IMF comments on "Does the IMF Constrain Health Spending in Poor Countries"June 29, 2007
The views expressed in this paper are those of the staff and do not necessarily reflect the views of the Executive Board of the IMF.
The report of the Working Group on IMF Programs and Health Spending is well researched and thoughtful. IMF staff discussed many aspects of the report with David Goldsbrough and other members of the Working Group during the preparation stage. While we have a more nuanced view on some issues raised in the report, it is a significant input to enhance our understanding of the policy choices facing low-income countries (LICs). Indeed, one of the aims of the IMF's Medium-Term Strategy is to provide a framework for a more focused and effective Fund engagement in LICs to help these countries making progress towards the UN Millennium Development Goals (MDGs).
The report comes at an opportune time. On July 6, the IMF Executive Board will discuss a series of papers that address some of the very issues the report deals with: the appropriate design of Fund-supported programs and of fiscal policies in an environment of scaled-up aid. This discussion will help further clarify the Fund's position on these issues, thus responding to the report's call that the IMF be `crystal clear' about its role in low-income countries.
Positive aspects of Fund work in LICs are highlighted in the report. For example, it finds that the average increase in health spending as a share of GDP was larger for countries with Fund-supported programs than in LICs without such programs. Also, the report makes clear that IMF program conditionality has not included any wage-bill ceilings (or hiring freezes) specifically on the health sector. In addition, program design has not been `one-size-fits-all', but has been flexible to accommodate higher spending, depending on the circumstances.
The report of the Working Group rightfully emphasizes a number of critical issues. These include the importance of expenditure smoothing when designing medium-term fiscal programs, the role of wage-bill ceilings and the need to protect priority sector spending, as well as the importance of considering alternative scenarios in designing macroeconomic policies. The Fund has also been thinking about these issues for some time; this thinking has culminated in a set of papers which will shortly be discussed by the Fund's Executive Board.
-*-*-
Directions:
a. According to the IMF comments, why does the report come at an opportune time? Answer in one to three sentences.
b. Set down, word for word, the passage of the IMF comments from "IMF comments on" up to and including "of the IMF.".
The listing comes from a separate source unrelated to the IMF comments.

Dataset extract:
-*-*-
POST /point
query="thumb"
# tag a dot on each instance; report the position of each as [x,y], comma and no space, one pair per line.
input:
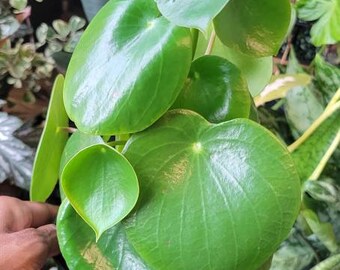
-*-*-
The answers:
a. On July 6 the IMF Executive Board will discuss a series of papers on some of the same issues the report addresses: the design of Fund-supported programs and of fiscal policies when aid is scaled up. That discussion will help clarify the Fund's position on these issues. It thereby responds to the report's call for the IMF to be "crystal clear" about its role in low-income countries.

b.
IMF comments on "Does the IMF Constrain Health Spending in Poor Countries"June 29, 2007
The views expressed in this paper are those of the staff and do not necessarily reflect the views of the Executive Board of the IMF.